[Entries supplied Boundary: Start]

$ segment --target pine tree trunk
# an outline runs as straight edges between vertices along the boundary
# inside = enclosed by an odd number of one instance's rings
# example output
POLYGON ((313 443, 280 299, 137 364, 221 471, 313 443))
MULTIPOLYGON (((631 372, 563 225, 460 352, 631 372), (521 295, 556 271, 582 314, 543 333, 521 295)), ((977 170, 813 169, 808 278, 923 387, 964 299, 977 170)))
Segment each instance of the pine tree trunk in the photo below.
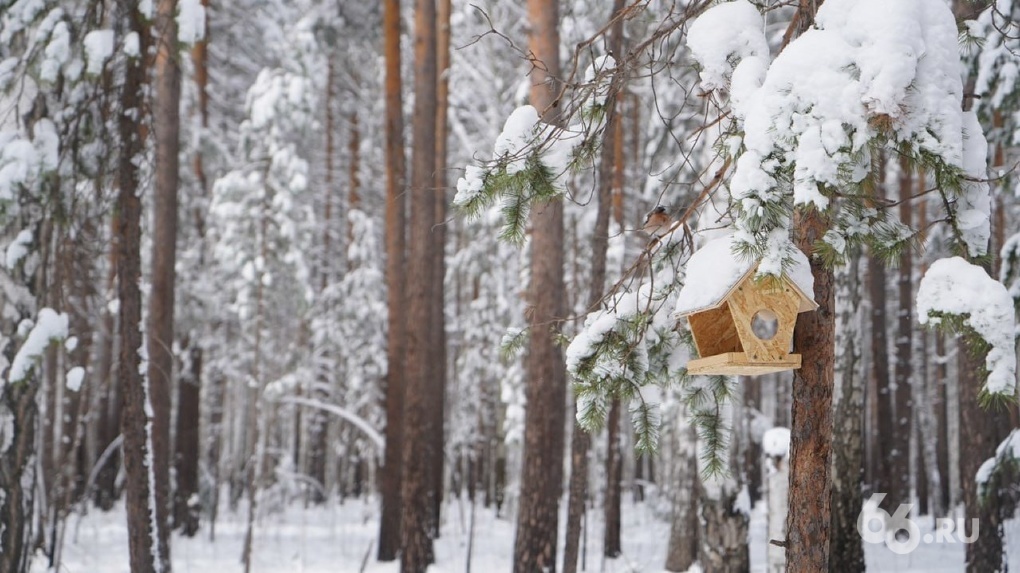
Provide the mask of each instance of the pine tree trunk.
POLYGON ((949 511, 952 507, 950 505, 950 482, 952 481, 949 477, 949 420, 948 420, 948 392, 947 392, 947 368, 945 362, 946 356, 946 337, 942 332, 934 332, 933 337, 935 338, 935 378, 932 383, 935 385, 935 435, 937 443, 941 446, 936 450, 935 462, 938 466, 938 473, 942 477, 939 482, 938 491, 935 495, 939 499, 939 504, 949 511))
POLYGON ((817 573, 829 569, 835 281, 832 270, 810 256, 829 221, 817 211, 797 215, 797 245, 810 258, 814 300, 819 306, 814 312, 801 313, 794 330, 793 349, 800 353, 803 367, 793 375, 786 562, 788 571, 817 573))
MULTIPOLYGON (((765 571, 766 573, 784 573, 786 571, 786 552, 782 547, 772 542, 781 542, 786 539, 786 518, 789 516, 790 507, 790 452, 787 451, 782 456, 771 456, 768 464, 765 571)), ((835 558, 833 558, 833 562, 836 562, 835 558)), ((853 567, 852 562, 848 565, 853 567)))
MULTIPOLYGON (((911 226, 913 208, 910 197, 914 190, 914 177, 906 159, 900 160, 899 198, 900 220, 911 226)), ((896 313, 896 365, 894 369, 895 389, 892 392, 891 432, 882 434, 880 439, 887 444, 888 455, 882 458, 887 467, 889 489, 883 503, 888 504, 887 511, 893 513, 902 503, 910 503, 910 435, 913 419, 913 403, 911 385, 913 384, 912 354, 914 350, 914 258, 910 248, 900 251, 899 277, 897 280, 898 312, 896 313)))
MULTIPOLYGON (((134 2, 120 3, 121 16, 127 29, 138 34, 140 53, 148 51, 148 30, 134 2)), ((127 58, 120 96, 117 192, 117 291, 120 300, 120 358, 117 378, 124 396, 121 433, 124 436, 125 489, 127 493, 128 549, 132 573, 169 571, 166 551, 165 522, 159 519, 156 497, 156 471, 153 467, 152 419, 146 382, 139 372, 142 334, 141 278, 141 199, 138 196, 139 167, 137 157, 144 153, 141 117, 145 67, 140 58, 127 58), (156 517, 154 517, 156 516, 156 517)))
POLYGON ((974 543, 966 545, 967 573, 993 573, 1003 571, 1003 546, 999 537, 1001 525, 997 514, 998 504, 992 494, 988 503, 982 503, 978 496, 977 472, 985 460, 995 455, 998 445, 995 432, 995 416, 981 407, 978 393, 981 380, 977 373, 984 366, 985 357, 975 356, 960 341, 960 487, 963 490, 965 530, 968 539, 977 537, 974 543), (977 518, 975 531, 972 519, 977 518))
MULTIPOLYGON (((6 278, 3 280, 7 280, 6 278)), ((0 300, 0 342, 6 364, 14 361, 20 344, 12 336, 18 324, 28 318, 27 309, 8 308, 13 301, 0 300), (17 317, 17 318, 14 318, 17 317), (11 320, 13 318, 13 320, 11 320)), ((9 369, 0 369, 6 382, 9 369)), ((0 411, 5 424, 0 430, 0 573, 27 571, 31 549, 33 496, 32 489, 24 484, 35 482, 35 442, 38 417, 36 393, 38 383, 34 377, 21 382, 0 386, 0 411)))
MULTIPOLYGON (((557 123, 559 3, 528 0, 528 48, 543 65, 531 69, 531 103, 547 123, 557 123)), ((524 456, 514 539, 514 572, 556 570, 559 498, 563 489, 566 366, 556 342, 563 320, 563 202, 531 211, 530 337, 526 359, 524 456)))
MULTIPOLYGON (((152 448, 156 478, 156 519, 170 523, 170 388, 173 385, 174 283, 177 261, 177 187, 180 179, 181 69, 177 50, 177 0, 160 0, 154 36, 153 136, 155 187, 152 200, 152 272, 146 322, 149 400, 152 403, 152 448)), ((197 420, 196 420, 197 422, 197 420)), ((169 535, 168 528, 160 533, 169 535)), ((161 538, 160 545, 169 546, 161 538)), ((169 569, 169 552, 160 550, 169 569)))
MULTIPOLYGON (((832 534, 829 570, 833 573, 864 571, 864 547, 857 532, 857 516, 863 498, 862 414, 864 368, 861 359, 860 252, 850 253, 847 264, 836 271, 836 384, 833 398, 832 436, 832 534)), ((772 551, 772 547, 769 548, 772 551)))
MULTIPOLYGON (((891 378, 889 376, 889 341, 886 331, 886 272, 882 261, 871 255, 868 258, 868 298, 871 300, 871 378, 874 381, 875 393, 875 432, 872 455, 875 475, 872 489, 875 492, 888 494, 892 488, 892 472, 888 463, 891 457, 891 435, 893 432, 893 408, 891 378)), ((883 505, 888 508, 892 504, 895 510, 899 502, 893 503, 886 497, 883 505)), ((891 512, 890 512, 891 513, 891 512)))
POLYGON ((619 557, 623 552, 620 543, 620 498, 623 480, 623 453, 620 450, 620 400, 614 399, 606 420, 606 495, 605 536, 602 554, 609 558, 619 557))
POLYGON ((188 373, 178 383, 177 436, 174 442, 174 527, 192 537, 198 533, 198 459, 201 452, 198 428, 201 420, 202 348, 188 347, 188 373))
POLYGON ((687 571, 698 560, 697 433, 687 415, 678 415, 672 454, 673 519, 666 549, 666 570, 687 571))
POLYGON ((435 135, 435 171, 433 186, 435 193, 436 212, 432 227, 432 373, 429 375, 432 390, 432 445, 433 468, 432 488, 435 491, 432 507, 432 534, 439 537, 439 514, 443 504, 443 476, 445 456, 444 421, 446 411, 446 212, 447 212, 447 136, 448 108, 450 99, 449 68, 450 68, 450 11, 451 0, 436 0, 436 135, 435 135))
POLYGON ((435 285, 436 194, 432 174, 436 167, 436 6, 435 0, 415 3, 414 119, 411 155, 411 210, 407 254, 407 349, 404 374, 404 479, 401 489, 403 534, 400 568, 403 573, 423 573, 433 560, 432 539, 436 496, 432 396, 436 392, 432 365, 435 333, 433 290, 435 285))
POLYGON ((386 60, 386 454, 379 494, 380 561, 397 558, 400 547, 400 490, 404 434, 404 120, 400 81, 400 0, 383 7, 386 60))
MULTIPOLYGON (((623 9, 623 0, 613 3, 613 16, 623 9)), ((623 19, 616 18, 610 28, 610 51, 621 53, 623 45, 623 19)), ((622 83, 622 79, 619 80, 622 83)), ((599 163, 598 210, 595 229, 592 231, 591 284, 588 309, 594 309, 602 300, 606 282, 606 249, 609 244, 609 217, 614 207, 614 194, 621 195, 623 186, 623 124, 618 113, 618 90, 611 90, 607 99, 606 130, 602 138, 602 157, 599 163)), ((567 528, 563 546, 563 573, 577 571, 577 558, 581 536, 581 517, 585 511, 588 492, 588 450, 591 437, 577 423, 576 408, 570 441, 570 485, 567 499, 567 528)))
MULTIPOLYGON (((116 213, 110 219, 110 232, 114 236, 116 236, 119 227, 117 219, 116 213)), ((107 258, 109 266, 103 292, 113 293, 117 287, 117 249, 110 249, 107 258)), ((117 499, 116 478, 117 470, 120 468, 120 448, 112 448, 111 446, 120 435, 121 398, 123 395, 116 378, 112 376, 115 362, 114 353, 118 351, 116 343, 116 316, 105 304, 103 306, 99 331, 101 338, 97 344, 96 367, 94 371, 94 379, 99 385, 97 389, 99 396, 96 400, 96 420, 93 424, 95 426, 95 444, 92 447, 92 451, 95 458, 92 462, 94 464, 102 462, 98 465, 96 472, 93 500, 97 507, 108 511, 113 507, 113 503, 117 499), (107 454, 107 450, 109 450, 108 457, 103 460, 101 456, 107 454)))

[Entries supplied Boundary: End]

_Task to carry out_
Report only the number of lines in the data above that contain "instance".

_Output for this task_
3